§ **WHAT YOU HAVE TO DO**: Print everything from "5. So I really" down to "of my vivarium?" in the crested gecko comments, word for word.

§ **TEXT SEGMENT**:

    • I don’t recommend reptile carpet as mentioned in this article because it doesn’t seem to dry out and harbors bacteria, and thus cause some nasty smells. A glass bottom is an option but gets rather difficult to clean every week. If you don’t like using paper towels, you can use butcher paper to help clean up the mess. Good luck!

  4. Do you have any suggestions for getting rid of the little “fleas” that are inhabiting my Crested’s tank. These little bugs are very small, and seem to live under “Munchkin’s” water dish and feed off of her left over Repashy. I remove the food dish everyday for cleaning, but still find new bugs. When I lift up her water dish and check the underside, there are more bugs. Some must be newly hatched because they are barely visible. I don’t think that they are harming my Gecko, but can’t seem to be rid of them. Could it be possible that they were already in the peat moss when I put it in the tank?

    • Hi Debbie! You probably have springtails or soil mites, both are harmless and help break down wastes in the enclosure. They probably did come in on the peat moss. They won’t grow any bigger than what you are seeing. I personally welcome those types of critters for bio-active terrariums, they help cycle the tank.

  5. So I really want a crested gecko and might be able to get one. Would it be okay if I just used coconut fiber as a bedding? And I know this is off topic but my house is generally 66° F to 72° F (during summer). Would this be too cold because I can invest in a heater to put on the side of my vivarium?

§ **DATA UNDER STUDY**:
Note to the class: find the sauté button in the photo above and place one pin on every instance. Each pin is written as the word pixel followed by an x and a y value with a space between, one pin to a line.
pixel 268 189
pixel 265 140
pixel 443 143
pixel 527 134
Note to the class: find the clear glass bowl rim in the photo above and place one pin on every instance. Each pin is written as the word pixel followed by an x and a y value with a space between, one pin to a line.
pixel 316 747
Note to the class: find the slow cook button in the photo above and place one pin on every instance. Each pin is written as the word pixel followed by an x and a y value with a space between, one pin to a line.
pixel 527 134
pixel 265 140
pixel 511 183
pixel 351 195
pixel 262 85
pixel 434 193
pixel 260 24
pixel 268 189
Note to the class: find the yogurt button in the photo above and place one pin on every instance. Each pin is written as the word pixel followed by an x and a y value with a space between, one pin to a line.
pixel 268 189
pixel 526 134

§ **RESULT OF THIS TASK**:
5. So I really want a crested gecko and might be able to get one. Would it be okay if I just used coconut fiber as a bedding? And I know this is off topic but my house is generally 66° F to 72° F (during summer). Would this be too cold because I can invest in a heater to put on the side of my vivarium?